START DOCUMENT EXCERPT

Best Practices

The term “best practices” has become popular over the last decade. For me the term is problematic in a number of ways. First, it leaves off the essential question: “best” for what? Despite statewide standards and the current move toward national standards, we do not all agree on the aims and purposes of public education. Far from it, as I have discovered every time I teach a new group of teacher candidates.

The other problematic assumption is that there is a best method for whatever our purpose is. While there are practices that are generally more effective then others, human beings and the teacher/students relationship, not to mention all the other contextual variables, are so complex that no one practice is likely to always be the best, if even effective at all.

Let us consider an analogy. Let us say I want to find the “best” shoe size, so I can provide all my students with the right shoes. I do a controlled study, and find that when I give size 10 shoes, more students have shoes that fit them than any other size. Now I can mandate that everyone be given size 10 shoes. But men’s and women’s feet are different you complain. Okay, I may need to do some differentiation. Women get a women’s size 8 1/2. How about ethnic groups? Mexican Americans tend to be smaller. Okay, Mexican-Americans men get a size 9…..

END DOCUMENT EXCERPT
START DATA SECTION

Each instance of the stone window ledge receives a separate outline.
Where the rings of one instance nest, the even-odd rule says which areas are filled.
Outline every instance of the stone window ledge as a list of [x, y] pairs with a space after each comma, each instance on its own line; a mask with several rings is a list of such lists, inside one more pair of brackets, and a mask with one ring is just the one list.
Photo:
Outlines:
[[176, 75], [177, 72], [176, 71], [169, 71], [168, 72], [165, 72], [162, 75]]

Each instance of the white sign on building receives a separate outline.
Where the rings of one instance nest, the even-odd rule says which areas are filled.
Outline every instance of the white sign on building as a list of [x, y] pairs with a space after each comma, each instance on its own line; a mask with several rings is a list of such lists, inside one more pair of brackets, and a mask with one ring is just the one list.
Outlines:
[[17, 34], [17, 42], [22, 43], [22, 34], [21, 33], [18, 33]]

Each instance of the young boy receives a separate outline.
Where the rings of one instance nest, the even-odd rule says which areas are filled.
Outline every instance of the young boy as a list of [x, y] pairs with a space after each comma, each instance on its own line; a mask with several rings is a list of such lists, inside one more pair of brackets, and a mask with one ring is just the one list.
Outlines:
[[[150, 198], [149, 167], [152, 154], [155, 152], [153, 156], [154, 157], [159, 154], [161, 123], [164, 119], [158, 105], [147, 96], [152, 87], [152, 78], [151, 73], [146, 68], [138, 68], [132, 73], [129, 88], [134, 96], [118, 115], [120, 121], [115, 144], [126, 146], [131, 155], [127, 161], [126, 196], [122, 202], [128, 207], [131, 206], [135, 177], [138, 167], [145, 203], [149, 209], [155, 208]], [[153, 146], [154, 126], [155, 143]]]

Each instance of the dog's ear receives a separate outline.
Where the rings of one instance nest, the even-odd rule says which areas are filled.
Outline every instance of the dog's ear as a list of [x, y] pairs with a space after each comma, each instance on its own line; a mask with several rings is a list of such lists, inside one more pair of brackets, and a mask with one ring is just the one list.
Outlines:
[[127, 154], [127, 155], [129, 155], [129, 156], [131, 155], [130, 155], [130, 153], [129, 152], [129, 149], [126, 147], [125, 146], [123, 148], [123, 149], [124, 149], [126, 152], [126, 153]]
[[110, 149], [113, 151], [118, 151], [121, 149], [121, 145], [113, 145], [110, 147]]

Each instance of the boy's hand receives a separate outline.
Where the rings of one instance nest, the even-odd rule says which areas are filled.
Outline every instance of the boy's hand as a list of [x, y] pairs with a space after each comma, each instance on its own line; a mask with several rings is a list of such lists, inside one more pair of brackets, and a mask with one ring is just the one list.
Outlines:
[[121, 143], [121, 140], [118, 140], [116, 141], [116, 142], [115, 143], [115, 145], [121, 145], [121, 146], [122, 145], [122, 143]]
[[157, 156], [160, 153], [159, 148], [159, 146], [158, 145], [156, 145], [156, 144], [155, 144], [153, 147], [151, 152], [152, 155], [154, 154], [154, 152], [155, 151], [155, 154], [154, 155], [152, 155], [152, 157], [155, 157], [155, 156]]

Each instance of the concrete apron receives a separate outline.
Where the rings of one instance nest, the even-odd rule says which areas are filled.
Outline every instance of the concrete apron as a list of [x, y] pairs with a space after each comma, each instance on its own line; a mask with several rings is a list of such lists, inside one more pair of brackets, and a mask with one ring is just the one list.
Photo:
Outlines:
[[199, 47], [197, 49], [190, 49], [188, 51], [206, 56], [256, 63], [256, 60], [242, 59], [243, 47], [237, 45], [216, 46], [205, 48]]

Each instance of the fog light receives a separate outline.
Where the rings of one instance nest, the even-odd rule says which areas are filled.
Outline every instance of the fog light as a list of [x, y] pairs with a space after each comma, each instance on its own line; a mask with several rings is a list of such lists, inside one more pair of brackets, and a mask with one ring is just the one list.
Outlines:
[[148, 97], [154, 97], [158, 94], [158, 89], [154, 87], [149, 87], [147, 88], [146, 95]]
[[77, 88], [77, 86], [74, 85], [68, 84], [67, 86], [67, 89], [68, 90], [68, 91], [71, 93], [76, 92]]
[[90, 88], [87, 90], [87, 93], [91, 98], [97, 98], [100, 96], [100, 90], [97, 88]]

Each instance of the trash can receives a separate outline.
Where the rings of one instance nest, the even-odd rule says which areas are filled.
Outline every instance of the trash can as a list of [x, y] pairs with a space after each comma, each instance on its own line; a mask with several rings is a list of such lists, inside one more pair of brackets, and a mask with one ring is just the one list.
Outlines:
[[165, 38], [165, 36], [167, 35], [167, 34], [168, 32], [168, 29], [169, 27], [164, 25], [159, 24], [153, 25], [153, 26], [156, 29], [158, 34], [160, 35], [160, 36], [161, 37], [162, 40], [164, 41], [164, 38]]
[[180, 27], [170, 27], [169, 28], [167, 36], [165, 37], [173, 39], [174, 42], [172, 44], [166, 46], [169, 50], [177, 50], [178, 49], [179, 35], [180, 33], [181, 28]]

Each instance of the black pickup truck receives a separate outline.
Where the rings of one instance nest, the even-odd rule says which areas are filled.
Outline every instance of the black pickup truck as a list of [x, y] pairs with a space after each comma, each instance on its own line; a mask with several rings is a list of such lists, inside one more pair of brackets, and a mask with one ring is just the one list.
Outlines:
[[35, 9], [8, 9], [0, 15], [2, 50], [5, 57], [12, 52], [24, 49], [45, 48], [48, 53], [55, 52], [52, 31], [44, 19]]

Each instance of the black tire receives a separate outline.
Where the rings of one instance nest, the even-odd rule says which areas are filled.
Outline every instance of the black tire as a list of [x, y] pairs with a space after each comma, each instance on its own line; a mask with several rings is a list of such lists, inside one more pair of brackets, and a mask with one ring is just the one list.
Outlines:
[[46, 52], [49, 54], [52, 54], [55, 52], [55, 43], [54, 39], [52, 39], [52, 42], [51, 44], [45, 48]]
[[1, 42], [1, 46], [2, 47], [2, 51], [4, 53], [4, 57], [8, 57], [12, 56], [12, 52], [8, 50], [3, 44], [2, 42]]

END DATA SECTION

EXERCISE REQUIREMENTS
1. In the essay on best practices, which shoe size did the controlled study find fit more students than any other size?
2. Copy out the part of the essay on best practices word for word, starting with "Let us consider" and going on through "a size 9…..".

RESPONSES TO THE TASKS
1. Size 10.

2.
Let us consider an analogy. Let us say I want to find the “best” shoe size, so I can provide all my students with the right shoes. I do a controlled study, and find that when I give size 10 shoes, more students have shoes that fit them than any other size. Now I can mandate that everyone be given size 10 shoes. But men’s and women’s feet are different you complain. Okay, I may need to do some differentiation. Women get a women’s size 8 1/2. How about ethnic groups? Mexican Americans tend to be smaller. Okay, Mexican-Americans men get a size 9…..